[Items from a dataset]

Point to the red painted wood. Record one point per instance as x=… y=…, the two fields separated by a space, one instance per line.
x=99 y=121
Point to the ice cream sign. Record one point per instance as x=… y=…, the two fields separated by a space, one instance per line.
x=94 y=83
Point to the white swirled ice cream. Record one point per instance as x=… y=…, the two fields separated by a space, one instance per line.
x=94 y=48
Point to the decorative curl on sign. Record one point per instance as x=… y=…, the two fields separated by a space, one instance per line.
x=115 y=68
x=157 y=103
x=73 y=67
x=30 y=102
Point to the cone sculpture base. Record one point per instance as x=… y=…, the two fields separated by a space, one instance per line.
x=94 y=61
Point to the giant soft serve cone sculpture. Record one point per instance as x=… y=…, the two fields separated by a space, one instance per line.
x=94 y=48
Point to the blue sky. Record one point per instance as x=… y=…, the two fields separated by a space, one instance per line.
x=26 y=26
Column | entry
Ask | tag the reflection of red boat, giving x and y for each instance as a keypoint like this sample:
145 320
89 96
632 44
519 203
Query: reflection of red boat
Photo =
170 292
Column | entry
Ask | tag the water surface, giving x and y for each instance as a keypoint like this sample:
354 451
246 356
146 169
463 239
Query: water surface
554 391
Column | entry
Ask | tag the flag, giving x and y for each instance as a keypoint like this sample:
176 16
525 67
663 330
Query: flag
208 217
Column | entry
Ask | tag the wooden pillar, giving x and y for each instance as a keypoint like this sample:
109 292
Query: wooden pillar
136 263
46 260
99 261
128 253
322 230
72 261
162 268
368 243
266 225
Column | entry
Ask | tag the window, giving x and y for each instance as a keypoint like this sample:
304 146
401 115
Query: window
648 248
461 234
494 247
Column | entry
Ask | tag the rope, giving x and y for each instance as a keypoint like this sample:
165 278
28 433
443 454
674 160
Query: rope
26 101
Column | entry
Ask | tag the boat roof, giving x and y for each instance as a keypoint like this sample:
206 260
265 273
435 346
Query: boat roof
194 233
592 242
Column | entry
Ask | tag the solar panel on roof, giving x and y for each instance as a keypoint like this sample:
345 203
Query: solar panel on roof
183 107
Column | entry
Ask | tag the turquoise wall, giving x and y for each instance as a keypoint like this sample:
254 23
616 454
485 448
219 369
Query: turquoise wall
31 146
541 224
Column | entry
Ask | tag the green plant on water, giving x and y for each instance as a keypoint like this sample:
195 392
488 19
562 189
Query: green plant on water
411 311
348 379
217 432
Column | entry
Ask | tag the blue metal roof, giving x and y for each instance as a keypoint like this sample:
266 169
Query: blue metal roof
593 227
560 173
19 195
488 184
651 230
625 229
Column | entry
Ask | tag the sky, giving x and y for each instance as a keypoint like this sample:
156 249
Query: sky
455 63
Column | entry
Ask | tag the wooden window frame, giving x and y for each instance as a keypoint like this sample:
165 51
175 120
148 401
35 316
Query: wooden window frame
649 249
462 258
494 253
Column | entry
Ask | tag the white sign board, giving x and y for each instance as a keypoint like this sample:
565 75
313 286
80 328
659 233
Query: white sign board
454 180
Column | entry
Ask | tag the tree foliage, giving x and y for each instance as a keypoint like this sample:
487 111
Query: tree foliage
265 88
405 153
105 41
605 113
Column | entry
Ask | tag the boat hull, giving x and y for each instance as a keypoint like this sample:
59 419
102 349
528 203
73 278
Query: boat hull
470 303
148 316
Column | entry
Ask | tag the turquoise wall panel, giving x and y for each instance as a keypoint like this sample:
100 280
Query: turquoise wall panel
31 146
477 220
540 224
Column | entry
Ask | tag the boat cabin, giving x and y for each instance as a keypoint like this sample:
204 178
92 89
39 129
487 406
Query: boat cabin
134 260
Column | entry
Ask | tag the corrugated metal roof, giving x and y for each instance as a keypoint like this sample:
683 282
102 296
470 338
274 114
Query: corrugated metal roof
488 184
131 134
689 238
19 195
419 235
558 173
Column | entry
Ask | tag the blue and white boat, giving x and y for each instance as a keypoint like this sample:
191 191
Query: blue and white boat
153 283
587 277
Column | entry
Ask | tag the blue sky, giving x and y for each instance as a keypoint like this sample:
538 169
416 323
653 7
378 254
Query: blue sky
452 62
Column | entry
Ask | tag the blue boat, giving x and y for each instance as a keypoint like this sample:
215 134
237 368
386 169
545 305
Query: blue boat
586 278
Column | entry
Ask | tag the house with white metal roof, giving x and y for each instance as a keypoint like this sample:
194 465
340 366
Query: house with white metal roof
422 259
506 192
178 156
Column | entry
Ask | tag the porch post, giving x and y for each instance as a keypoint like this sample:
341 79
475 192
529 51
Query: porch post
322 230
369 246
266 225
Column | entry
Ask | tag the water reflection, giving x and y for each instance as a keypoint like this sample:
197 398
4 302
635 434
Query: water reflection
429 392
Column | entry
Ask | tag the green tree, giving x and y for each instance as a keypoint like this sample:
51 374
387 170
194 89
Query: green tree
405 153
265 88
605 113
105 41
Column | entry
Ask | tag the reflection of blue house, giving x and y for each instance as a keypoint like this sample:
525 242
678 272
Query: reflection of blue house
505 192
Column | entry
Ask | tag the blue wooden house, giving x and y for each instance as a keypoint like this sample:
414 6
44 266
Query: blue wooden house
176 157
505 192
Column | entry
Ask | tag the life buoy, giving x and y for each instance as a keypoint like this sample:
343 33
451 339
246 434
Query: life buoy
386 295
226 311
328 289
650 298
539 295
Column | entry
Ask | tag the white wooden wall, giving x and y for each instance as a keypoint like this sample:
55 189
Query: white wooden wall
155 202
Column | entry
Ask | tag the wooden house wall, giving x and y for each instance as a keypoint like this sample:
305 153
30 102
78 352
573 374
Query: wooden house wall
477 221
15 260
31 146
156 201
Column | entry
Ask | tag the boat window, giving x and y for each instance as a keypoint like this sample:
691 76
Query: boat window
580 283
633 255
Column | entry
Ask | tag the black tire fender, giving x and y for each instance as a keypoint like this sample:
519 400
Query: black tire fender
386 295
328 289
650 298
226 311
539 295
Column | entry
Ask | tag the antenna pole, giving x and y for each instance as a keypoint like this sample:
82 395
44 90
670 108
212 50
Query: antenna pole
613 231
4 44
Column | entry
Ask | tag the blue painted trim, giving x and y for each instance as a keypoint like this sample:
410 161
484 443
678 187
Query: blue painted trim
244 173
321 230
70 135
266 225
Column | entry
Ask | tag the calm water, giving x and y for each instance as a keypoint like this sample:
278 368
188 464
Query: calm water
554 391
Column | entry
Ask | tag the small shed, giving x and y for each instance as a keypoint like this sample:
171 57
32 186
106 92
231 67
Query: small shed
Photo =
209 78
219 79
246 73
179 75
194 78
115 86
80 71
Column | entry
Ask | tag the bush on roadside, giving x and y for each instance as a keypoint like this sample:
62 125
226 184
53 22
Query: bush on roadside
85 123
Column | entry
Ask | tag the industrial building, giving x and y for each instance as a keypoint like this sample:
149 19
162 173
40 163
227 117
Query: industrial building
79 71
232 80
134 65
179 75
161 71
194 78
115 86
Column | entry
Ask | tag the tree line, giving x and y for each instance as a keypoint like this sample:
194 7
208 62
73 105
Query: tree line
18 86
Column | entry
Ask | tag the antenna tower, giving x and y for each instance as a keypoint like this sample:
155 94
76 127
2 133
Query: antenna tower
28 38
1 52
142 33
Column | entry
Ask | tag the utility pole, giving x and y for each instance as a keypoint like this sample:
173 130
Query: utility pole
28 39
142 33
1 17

---

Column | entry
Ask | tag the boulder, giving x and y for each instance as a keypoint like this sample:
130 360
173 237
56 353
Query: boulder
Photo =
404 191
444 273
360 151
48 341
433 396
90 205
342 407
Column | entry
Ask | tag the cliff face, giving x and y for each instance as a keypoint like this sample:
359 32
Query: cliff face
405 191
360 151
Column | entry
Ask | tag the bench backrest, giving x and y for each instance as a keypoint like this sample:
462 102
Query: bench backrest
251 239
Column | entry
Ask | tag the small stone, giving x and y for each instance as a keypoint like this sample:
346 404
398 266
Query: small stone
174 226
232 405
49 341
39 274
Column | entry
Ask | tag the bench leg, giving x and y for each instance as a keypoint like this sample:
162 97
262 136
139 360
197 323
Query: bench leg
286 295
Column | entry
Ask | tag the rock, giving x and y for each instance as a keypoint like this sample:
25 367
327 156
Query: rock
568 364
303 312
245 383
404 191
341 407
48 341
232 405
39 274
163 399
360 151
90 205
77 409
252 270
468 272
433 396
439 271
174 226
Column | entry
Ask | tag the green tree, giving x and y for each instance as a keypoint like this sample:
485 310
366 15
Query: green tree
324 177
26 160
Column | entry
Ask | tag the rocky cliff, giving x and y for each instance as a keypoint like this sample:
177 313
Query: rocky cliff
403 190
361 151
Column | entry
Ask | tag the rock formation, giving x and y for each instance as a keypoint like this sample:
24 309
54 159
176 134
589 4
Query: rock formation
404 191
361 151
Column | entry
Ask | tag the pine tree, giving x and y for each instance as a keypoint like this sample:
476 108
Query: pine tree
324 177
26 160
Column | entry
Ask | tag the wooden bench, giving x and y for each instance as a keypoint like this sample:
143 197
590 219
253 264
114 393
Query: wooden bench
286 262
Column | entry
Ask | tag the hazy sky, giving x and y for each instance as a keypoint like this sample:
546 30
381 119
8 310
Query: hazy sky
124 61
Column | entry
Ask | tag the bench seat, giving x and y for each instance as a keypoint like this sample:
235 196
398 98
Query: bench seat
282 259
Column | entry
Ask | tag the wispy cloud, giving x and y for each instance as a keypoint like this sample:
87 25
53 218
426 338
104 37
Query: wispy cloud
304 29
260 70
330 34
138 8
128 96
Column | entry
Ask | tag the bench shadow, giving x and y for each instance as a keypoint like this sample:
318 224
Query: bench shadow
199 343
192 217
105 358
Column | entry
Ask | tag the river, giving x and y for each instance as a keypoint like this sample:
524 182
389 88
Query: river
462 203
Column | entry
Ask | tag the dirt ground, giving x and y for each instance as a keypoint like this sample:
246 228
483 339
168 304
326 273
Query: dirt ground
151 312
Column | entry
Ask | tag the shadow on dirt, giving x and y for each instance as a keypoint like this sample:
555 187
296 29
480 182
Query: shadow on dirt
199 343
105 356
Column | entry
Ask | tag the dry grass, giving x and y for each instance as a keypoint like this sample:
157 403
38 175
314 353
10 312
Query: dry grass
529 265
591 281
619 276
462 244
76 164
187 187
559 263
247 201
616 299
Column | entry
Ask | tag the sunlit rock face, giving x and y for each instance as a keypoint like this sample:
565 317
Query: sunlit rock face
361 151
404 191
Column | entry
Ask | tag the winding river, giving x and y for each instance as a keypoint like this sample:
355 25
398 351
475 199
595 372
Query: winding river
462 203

*What to work on*: Extract every line above that contains the word "shed".

*Exercise response*:
Ask | tag the small shed, giving x and y for each instance as a keypoint like this sample:
Query: small shed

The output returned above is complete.